Par Lantou Onirina
On imagine souvent la Fashion Week parisienne comme un enchaînement de défilés, de podiums glacés, de silhouettes immobiles sur des talons qui grincent à chaque pas et de sourires contraints sous les flashs. Un univers qu’on pense figé dans le glamour et la course aux tendances. Pourtant, derrière les podiums, il arrive qu’un artiste, pour qui tout est première fois, goûte Paris autrement.
Parfois, on se retrouve, un peu par hasard, à tenir la louche et la caméra en même temps.
PJ, membre du groupe Big Ocean, n’avait jamais connu Paris lors de la Fashion Week. Entre défilés, shootings photos et rendez-vous, il a aussi vécu quelques escales plus intimes, organisées pour lui, loin des podiums et des flashs.
Quand j’ai accepté d’orchestrer une partie de ces instants, j’ai vite compris que cette semaine-là ne ressemblerait pas à un défilé de costumes immaculés. Elle serait faite de jus de fraise qui colle aux doigts, de sauce au vin rouge qui déborde sur une planche de bois, de pas de danse improvisés au milieu d’un Shiva à mille bras, et d’un bateau qui tangue sous le rire des fans tirées au sort.

■ ■ ■ ■ ■ ■ ■

*TRAVAIL À FAIRE*.
**1.** Dans le texte sur le séjour de PJ à Paris pendant la Fashion Week, pourquoi la personne qui raconte comprend-elle que cette semaine ne ressemblerait pas à « un défilé de costumes immaculés » ? Répondez en une à trois phrases.
**2.** Poursuivez le texte sur le séjour de PJ à Paris pendant la Fashion Week à partir de sa dernière phrase.

*DONNÉES FOURNIES*.

■ ■ ■ ■ ■ ■ ■

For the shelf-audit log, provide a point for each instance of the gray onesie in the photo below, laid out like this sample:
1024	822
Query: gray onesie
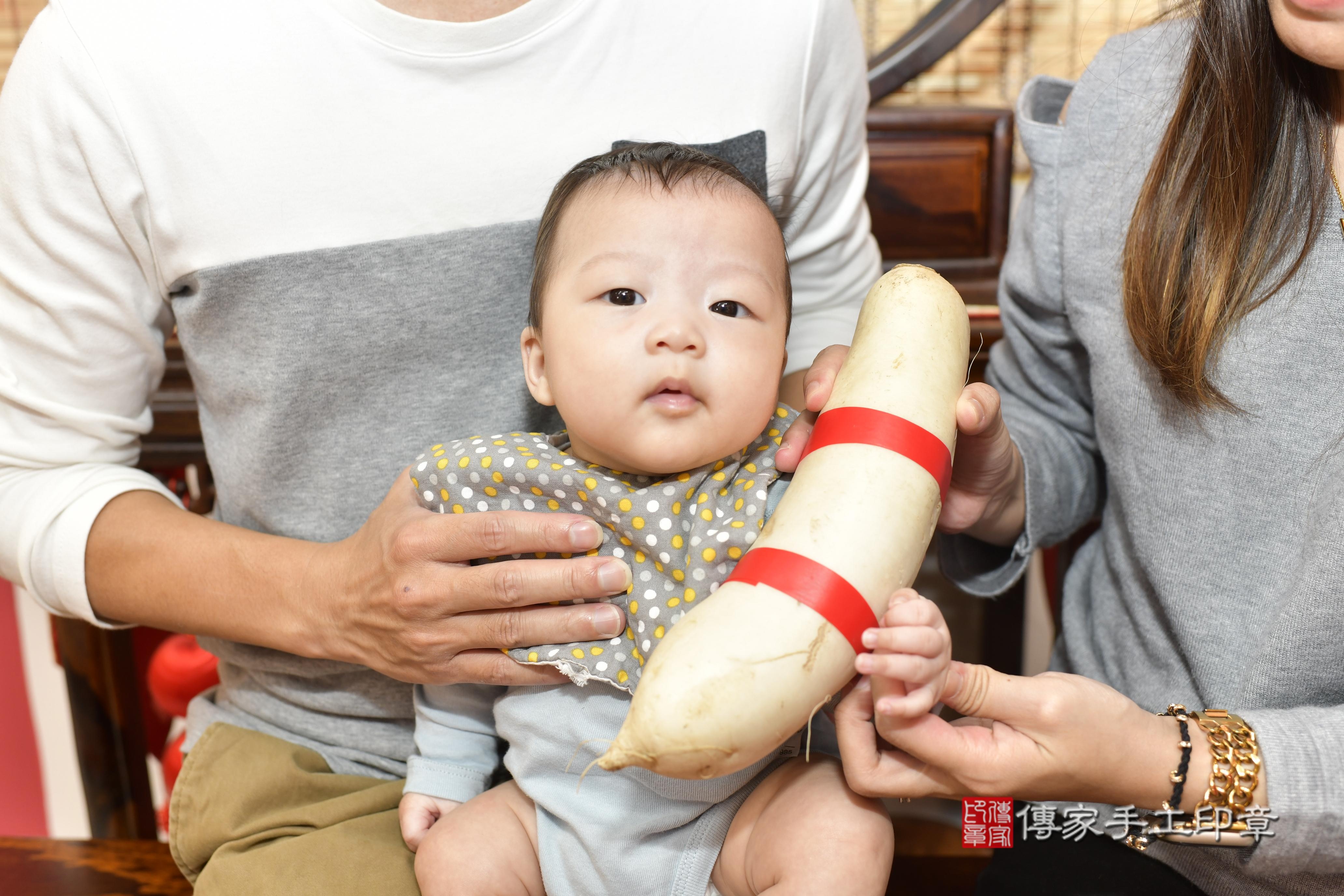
627	832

■ ■ ■ ■ ■ ■ ■

*RÉSULTATS PAR TÂCHE*.
**1.** Elle le comprend parce que cette semaine serait faite de jus de fraise qui colle aux doigts, de sauce au vin rouge qui déborde sur une planche de bois et de pas de danse improvisés au milieu d'un Shiva à mille bras. Il y aurait aussi un bateau qui tangue sous le rire des fans tirées au sort.

**2.**
J’étais là en tant que journaliste. Mais j’étais aussi la passeuse, l’organisatrice, l’artisan de passerelles entre la France et la Corée, celle qui relie les fils invisibles entre un idol curieux, un chef passionné, un danseur virtuose et un créateur qui ouvre les portes de son atelier à peine refermées sur le défilé.
Centre culturel coréen : premier rivage
Mais avant la culture française, il y a eu une première étape presque silencieuse. PJ a poussé la porte du centre culturel coréen de Paris, comme on ouvre un album de famille loin de chez soi. L’exposition dédiée à l’île de Jeju déroulait ses images de falaises volcaniques, de mandarines gorgées de soleil et de champs de thé battus par le vent.
Guidé par une médiatrice parlant coréen, il a pris le temps de parcourir chaque salle, d’observer les photos, les artefacts, de répondre aux questions des journalistes venus recueillir ses premières impressions en France. Un moment calme, presque protocolaire, qui a marqué le point de départ de sa Fashion Week à croquer.
Escale fruitée sur la Seine
De l’île de Jeju, ses vagues figées en images, aux flots tranquilles de la Seine, il n’y avait qu’un pas, ou plutôt un pont. Le lendemain, PJ pique des fruits sur une péniche, amarrée au cœur de Paris. Pour un membre d’un groupe qui s’appelle Big Ocean, tout semblait couler de source : cette semaine-là, l’eau n’a jamais cessé de relier les rives.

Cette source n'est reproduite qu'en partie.